◆ Task goal: Transcribe the data as written, minus images.

◆ Material provided:
━━━━━━━━━━━━━━━━━━━━

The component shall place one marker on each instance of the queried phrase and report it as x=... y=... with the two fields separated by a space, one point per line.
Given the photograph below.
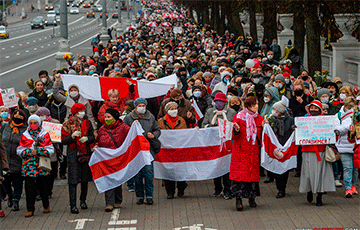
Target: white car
x=74 y=10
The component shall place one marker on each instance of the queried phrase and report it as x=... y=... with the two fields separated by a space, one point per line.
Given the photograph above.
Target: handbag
x=44 y=163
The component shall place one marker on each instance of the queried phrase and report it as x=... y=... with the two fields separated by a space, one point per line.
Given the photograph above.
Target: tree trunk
x=313 y=38
x=299 y=30
x=269 y=24
x=253 y=29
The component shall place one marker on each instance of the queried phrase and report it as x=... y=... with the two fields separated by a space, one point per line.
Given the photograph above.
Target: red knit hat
x=77 y=107
x=220 y=97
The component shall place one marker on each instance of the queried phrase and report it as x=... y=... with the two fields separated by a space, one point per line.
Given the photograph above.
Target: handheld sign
x=54 y=131
x=315 y=130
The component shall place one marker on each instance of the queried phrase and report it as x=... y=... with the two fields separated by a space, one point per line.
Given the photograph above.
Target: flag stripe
x=192 y=154
x=106 y=167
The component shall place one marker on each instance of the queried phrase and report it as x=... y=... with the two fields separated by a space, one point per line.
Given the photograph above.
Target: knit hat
x=77 y=107
x=220 y=97
x=280 y=106
x=175 y=93
x=280 y=77
x=170 y=104
x=34 y=117
x=43 y=110
x=114 y=113
x=140 y=100
x=32 y=101
x=323 y=91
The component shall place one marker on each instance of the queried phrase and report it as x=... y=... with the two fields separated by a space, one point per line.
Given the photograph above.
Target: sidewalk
x=197 y=210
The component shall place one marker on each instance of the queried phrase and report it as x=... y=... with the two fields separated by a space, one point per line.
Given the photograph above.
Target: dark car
x=50 y=21
x=37 y=23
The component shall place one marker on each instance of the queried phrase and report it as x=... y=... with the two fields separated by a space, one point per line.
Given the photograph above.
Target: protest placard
x=54 y=131
x=8 y=98
x=315 y=130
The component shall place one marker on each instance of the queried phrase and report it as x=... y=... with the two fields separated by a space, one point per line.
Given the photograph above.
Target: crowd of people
x=213 y=71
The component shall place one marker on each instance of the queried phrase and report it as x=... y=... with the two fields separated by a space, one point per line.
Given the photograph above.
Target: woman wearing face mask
x=316 y=173
x=29 y=150
x=78 y=134
x=151 y=131
x=11 y=134
x=44 y=115
x=173 y=121
x=222 y=111
x=112 y=135
x=74 y=97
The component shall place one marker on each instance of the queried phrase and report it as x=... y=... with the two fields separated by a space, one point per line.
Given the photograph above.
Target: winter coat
x=118 y=130
x=78 y=172
x=148 y=123
x=182 y=111
x=210 y=113
x=11 y=142
x=41 y=99
x=343 y=145
x=69 y=102
x=245 y=160
x=30 y=165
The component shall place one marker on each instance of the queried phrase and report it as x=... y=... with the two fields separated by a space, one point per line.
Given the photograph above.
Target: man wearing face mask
x=185 y=110
x=74 y=97
x=151 y=132
x=220 y=110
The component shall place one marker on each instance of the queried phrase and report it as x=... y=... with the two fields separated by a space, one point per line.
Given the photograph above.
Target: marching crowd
x=235 y=79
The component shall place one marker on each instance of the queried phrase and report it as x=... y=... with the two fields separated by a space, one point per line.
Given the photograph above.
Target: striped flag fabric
x=275 y=157
x=113 y=167
x=191 y=155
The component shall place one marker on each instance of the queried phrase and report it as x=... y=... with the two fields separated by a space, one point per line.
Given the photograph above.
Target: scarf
x=15 y=126
x=171 y=120
x=249 y=118
x=76 y=124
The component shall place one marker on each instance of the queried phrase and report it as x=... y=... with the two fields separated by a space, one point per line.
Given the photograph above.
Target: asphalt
x=28 y=51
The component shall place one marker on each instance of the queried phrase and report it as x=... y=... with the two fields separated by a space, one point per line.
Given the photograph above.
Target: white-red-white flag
x=275 y=157
x=192 y=154
x=113 y=167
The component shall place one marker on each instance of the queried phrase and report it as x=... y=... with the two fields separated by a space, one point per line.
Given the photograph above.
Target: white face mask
x=141 y=110
x=74 y=94
x=81 y=114
x=342 y=96
x=172 y=113
x=197 y=94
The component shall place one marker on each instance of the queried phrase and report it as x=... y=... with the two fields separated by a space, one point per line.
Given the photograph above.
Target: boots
x=239 y=205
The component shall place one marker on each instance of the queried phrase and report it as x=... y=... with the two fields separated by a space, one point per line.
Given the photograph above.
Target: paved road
x=197 y=209
x=29 y=51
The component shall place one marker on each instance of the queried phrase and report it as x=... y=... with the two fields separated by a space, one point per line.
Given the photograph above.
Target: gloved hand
x=76 y=134
x=83 y=139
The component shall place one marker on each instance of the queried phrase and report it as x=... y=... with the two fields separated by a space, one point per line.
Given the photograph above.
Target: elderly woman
x=173 y=121
x=78 y=134
x=112 y=135
x=115 y=102
x=35 y=143
x=316 y=173
x=11 y=134
x=244 y=166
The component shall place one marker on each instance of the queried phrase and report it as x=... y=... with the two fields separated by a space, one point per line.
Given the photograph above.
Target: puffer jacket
x=343 y=145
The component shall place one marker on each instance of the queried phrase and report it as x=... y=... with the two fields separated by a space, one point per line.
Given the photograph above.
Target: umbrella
x=152 y=24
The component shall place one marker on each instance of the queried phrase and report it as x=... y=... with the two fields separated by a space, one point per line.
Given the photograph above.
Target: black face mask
x=298 y=93
x=18 y=120
x=314 y=112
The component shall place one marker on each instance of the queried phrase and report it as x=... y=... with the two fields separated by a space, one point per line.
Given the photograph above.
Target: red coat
x=245 y=161
x=118 y=130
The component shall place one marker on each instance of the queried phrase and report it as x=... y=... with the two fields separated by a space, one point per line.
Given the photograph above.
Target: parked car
x=38 y=23
x=74 y=10
x=3 y=32
x=90 y=14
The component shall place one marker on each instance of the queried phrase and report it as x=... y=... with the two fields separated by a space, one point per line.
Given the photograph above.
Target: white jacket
x=343 y=145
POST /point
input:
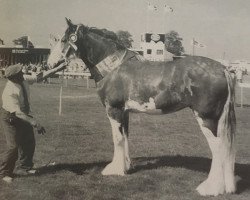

━━━━━━━━━━━━━━━━━━━━

◆ Result below:
The component shall place one marker on each instance of the queried phrase and report it as x=... y=... with the two fields separated by a space, one point per line.
Given the photograph below.
Target: white car
x=74 y=10
The component shall place one marker on each instance of the queried phrase and report it as x=... y=... with the two fields separated by a space, one point per line.
Given the photograph above.
Target: handbag
x=44 y=163
The component shall place one marker on each instance of the queried phrase and report it as x=... y=... with the two fields separated by a space, one point per line.
Given the photograph above.
Target: tree trunk
x=313 y=38
x=299 y=30
x=269 y=24
x=253 y=29
The component shall place one marker on each instance of the queried phrase and report it as x=... y=... with the two fields separated by a space, one point per line.
Given the photograph above.
Target: red knit hat
x=77 y=107
x=220 y=97
The component shall place one marker on each instance of the queried phrase and report it as x=... y=... with the two fields separated by a space, one point per line.
Given the photograph above.
Target: handheld sign
x=54 y=131
x=315 y=130
The component shall place one marker on each instance of the queried phrase and report it as x=... y=... with the two fields separated by a space, one point per line.
Given the photograph above.
Target: flag stripe
x=192 y=154
x=106 y=167
The component shall place one marker on each instance of the queried phrase and report it as x=... y=... with the two fields separated by a space, one point per line.
Given the photograph above.
Target: knit hat
x=77 y=107
x=220 y=97
x=280 y=106
x=175 y=93
x=280 y=77
x=170 y=104
x=34 y=117
x=43 y=110
x=114 y=113
x=140 y=100
x=32 y=101
x=323 y=91
The component shall place one marker on each instance of the queried phrase and report it as x=... y=... with the two fields separated by a space, one point per line.
Given the photograph above.
Target: sidewalk
x=197 y=210
The component shall place one marker on each instance of the queried phrase and report it as x=... y=... with the two fields separated by a space, one point per line.
Given the photograph above.
Target: dark car
x=50 y=21
x=37 y=23
The component shall place one marker on each instance of the queried phrase and report it as x=... y=... with the two fields separated by a space, one point per line.
Given the photograph above.
Target: protest placard
x=54 y=131
x=8 y=98
x=315 y=130
The component shall place one marker on each instance of the queried phrase and report it as x=... y=... with the two fields separated by a space, one point per line.
Given the photograph above.
Target: crowd of people
x=213 y=71
The component shall place one marker on each instance of the queried phrase and report it as x=... y=... with the two fields separated by a space, one point per line.
Given the photograph above.
Target: woman wearing face mask
x=316 y=173
x=29 y=150
x=78 y=134
x=151 y=131
x=11 y=134
x=44 y=115
x=173 y=121
x=222 y=111
x=112 y=135
x=74 y=97
The component shall place one marker on each instance of the queried phrase and report it as x=... y=... with the two fields separated by a space, one point per line.
Given the photograph above.
Target: winter coat
x=118 y=130
x=78 y=172
x=148 y=123
x=182 y=111
x=210 y=113
x=11 y=142
x=41 y=99
x=343 y=145
x=69 y=102
x=245 y=160
x=30 y=165
The component shall place one marker on each instance of the queried phrase and report it as x=... y=... with the two fields separated by a space, one point per line.
Given the photograph above.
Target: man wearing face mask
x=185 y=110
x=74 y=97
x=151 y=132
x=220 y=110
The component shall place one marker on each instance of the queried phrase and report it as x=... y=... with the two fields separated by a space, one point per line.
Given the photograph above.
Target: marching crowd
x=235 y=79
The component shall place one marker on each instance of the queried phrase and report it as x=... y=... with the two fields separated by a space, one point per line.
Given the photograph above.
Target: striped flag fabric
x=275 y=157
x=113 y=167
x=191 y=155
The component shall place one marker on each instance of the queried phrase and report it as x=... y=... with the two fields separated by a space, one point per line.
Given the photograph above.
Target: scarf
x=15 y=126
x=171 y=120
x=249 y=118
x=76 y=124
The component shall place one marker on each instance of the queried phrase and report it as x=... y=... with the two fields separated by a space, one point per line.
Given the photograph above.
Target: asphalt
x=28 y=51
The component shall place one marker on each instance of the queried phrase and report it as x=... y=... with the two fields separated by a space, one point per line.
Given the photograph above.
Target: white-red-white flag
x=275 y=157
x=192 y=154
x=113 y=167
The component shall place one marker on each instance of the queried phrase and report it as x=... y=... with the two fields separated by a space, one point per line.
Given the photograph above.
Target: white face mask
x=141 y=110
x=74 y=94
x=81 y=114
x=342 y=96
x=172 y=113
x=197 y=94
The component shall place one marker on each instance of the queried phrase and report it as x=... y=... with the two fields separated by a space, one point per line.
Given the photograph above.
Target: boots
x=239 y=205
The component shall place one marker on each instance of the queried phrase and report it as x=... y=... with the two fields separated by a space, one point per line.
Given the photograph above.
Target: paved road
x=197 y=209
x=29 y=51
The component shall place one marker on each instance of the queried phrase and report it as x=... y=... with the two fields separated by a space, one point per line.
Given the photograph above.
Target: gloved hand
x=76 y=134
x=83 y=139
The component shall place one marker on each instance of the queried phrase and report it as x=... y=... with the two fields separated by a space, one point per line.
Given the photograph above.
Target: elderly woman
x=173 y=121
x=78 y=134
x=112 y=135
x=115 y=102
x=35 y=143
x=316 y=173
x=11 y=134
x=244 y=166
The component shall place one marker on each instance of the queried phrase and report it as x=... y=... with the two fields separated by a space, one point per line.
Given the photograph above.
Target: puffer jacket
x=343 y=145
The component shall place one marker on each instance of the queried phrase and report it as x=... y=... with the two fields separated by a space, one point per line.
Given the photograph above.
Target: umbrella
x=152 y=24
The component shall place one marker on each instance of the queried phrase and report it as x=... y=... with the two fields separated by a space, one point per line.
Given the photograph above.
Target: black face mask
x=298 y=93
x=18 y=120
x=314 y=112
The component shall place one marker on each instance of the queried phrase and report it as x=... y=... with the two fields separated by a space, one point per line.
Given the photograph above.
Target: red coat
x=245 y=161
x=118 y=130
The component shall place one marker on each instance of the queried phrase and report it as x=... y=... with the two fields separated by a space, one point per line.
Given the photograph above.
Target: parked car
x=38 y=23
x=74 y=10
x=3 y=32
x=90 y=14
The component shall place one marker on each instance of the queried phrase and report it as x=... y=... with the two fields separated by a space, one point per line.
Given the photograph above.
Target: white jacket
x=343 y=145
POST /point
input:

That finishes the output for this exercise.